_EXERCISE PROMPT:_
Search the entries for the word "truck" and return every line where it is found.

_Photo-based referring expression data:_
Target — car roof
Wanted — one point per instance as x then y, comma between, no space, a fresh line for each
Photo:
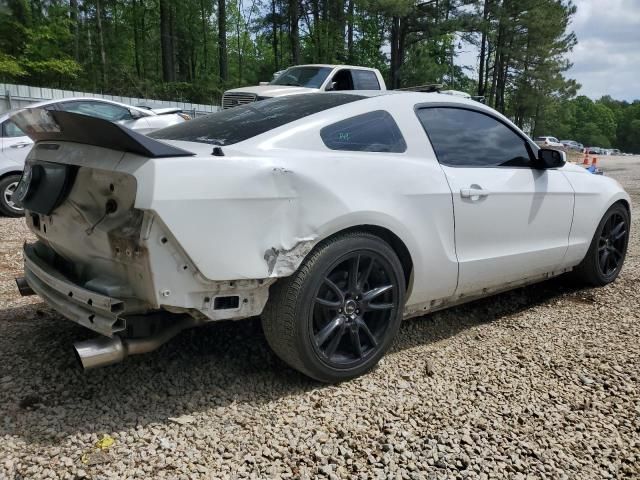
329,65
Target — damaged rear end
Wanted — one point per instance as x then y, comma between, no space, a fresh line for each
100,259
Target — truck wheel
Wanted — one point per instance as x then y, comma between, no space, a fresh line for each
7,185
336,316
608,249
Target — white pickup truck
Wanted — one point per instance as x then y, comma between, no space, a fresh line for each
307,79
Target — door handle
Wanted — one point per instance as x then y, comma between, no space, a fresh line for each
474,192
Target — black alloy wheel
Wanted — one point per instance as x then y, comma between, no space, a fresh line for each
336,316
605,258
353,308
612,244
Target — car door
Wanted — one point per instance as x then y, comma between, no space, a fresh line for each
512,220
15,145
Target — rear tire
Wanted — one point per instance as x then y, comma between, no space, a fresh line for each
7,186
608,249
333,324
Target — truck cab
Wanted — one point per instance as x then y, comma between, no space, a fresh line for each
307,79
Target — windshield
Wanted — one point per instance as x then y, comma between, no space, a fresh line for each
310,77
234,125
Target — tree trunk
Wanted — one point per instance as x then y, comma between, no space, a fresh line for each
398,37
350,19
222,40
205,25
166,43
239,45
103,53
136,39
294,17
75,28
315,7
483,48
274,34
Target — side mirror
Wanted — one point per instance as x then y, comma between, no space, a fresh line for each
550,158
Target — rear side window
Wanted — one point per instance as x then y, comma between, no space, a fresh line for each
370,132
237,124
365,80
466,138
10,129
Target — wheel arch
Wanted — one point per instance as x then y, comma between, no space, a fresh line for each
387,235
9,173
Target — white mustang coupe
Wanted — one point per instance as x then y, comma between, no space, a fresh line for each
333,216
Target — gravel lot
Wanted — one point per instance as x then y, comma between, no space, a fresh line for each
542,382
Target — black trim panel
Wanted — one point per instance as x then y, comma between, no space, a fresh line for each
52,125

_EXERCISE RESPONSE:_
Target — truck wheel
Target — white pickup truck
Target — truck cab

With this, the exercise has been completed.